> **Requirement**: Please copy the stretch of the forum thread from "Its primary use" through "a rescue USB?", substituting "volume" for "partition".

> **Supplied text**:
--------------------------------

Ztcoracat 10-04-2014 12:29 AM

Your Welcome:-

This was the only link remotely close to the Warning you have in the output of that log.
http://www.spinics.net/lists/linux-btrfs/msg30844.html

I'm not familiar with what BTRFS is or what the fault tolerance means, sorry.

Maybe this WiKi will be of some use.
https://btrfs.wiki.kernel.org/index.php/Main_Page

Where you right in the middle of transferring a file from host to guest when you got that strange error about something tieing up the processor while in a ssh session?

Here's information of a BTRFS Repair tool-
http://www.phoronix.com/scan.php?pag...tem&px=MTA2MDI

I have some experience with Boot Information Script.
Its primary use is for troubleshooting booting problems.
This might help us to figure out what's going on.
When the script is done it will put a .txt file on your system.

http://sourceforge.net/projects/bootinfoscript/

thealmightyos 10-04-2014 01:42 PM

RAM Confirmed OK: 22 passes: 0 Errors

Working the BTRFS repair angle as I am unable to mount that partition by any means. Will also use the script. Will that script run fine from a rescue USB?

--------------------------------

> **Listed records**:
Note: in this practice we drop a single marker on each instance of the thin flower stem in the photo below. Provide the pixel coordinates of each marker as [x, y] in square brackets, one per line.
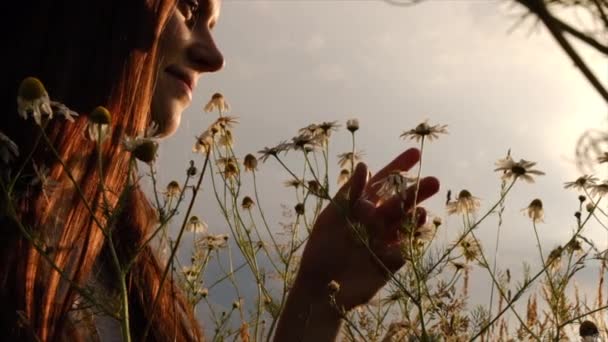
[466, 233]
[174, 250]
[85, 294]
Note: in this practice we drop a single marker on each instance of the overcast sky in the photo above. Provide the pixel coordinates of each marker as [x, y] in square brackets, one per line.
[461, 63]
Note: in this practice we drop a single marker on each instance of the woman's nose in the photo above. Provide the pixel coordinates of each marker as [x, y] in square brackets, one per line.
[204, 54]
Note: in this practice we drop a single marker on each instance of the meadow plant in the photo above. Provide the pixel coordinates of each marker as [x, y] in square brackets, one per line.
[427, 299]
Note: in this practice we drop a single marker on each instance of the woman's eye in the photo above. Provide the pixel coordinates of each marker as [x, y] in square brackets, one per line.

--------------------------------

> **The answer**:
Its primary use is for troubleshooting booting problems.
This might help us to figure out what's going on.
When the script is done it will put a .txt file on your system.

http://sourceforge.net/projects/bootinfoscript/

thealmightyos 10-04-2014 01:42 PM

RAM Confirmed OK: 22 passes: 0 Errors

Working the BTRFS repair angle as I am unable to mount that volume by any means. Will also use the script. Will that script run fine from a rescue USB?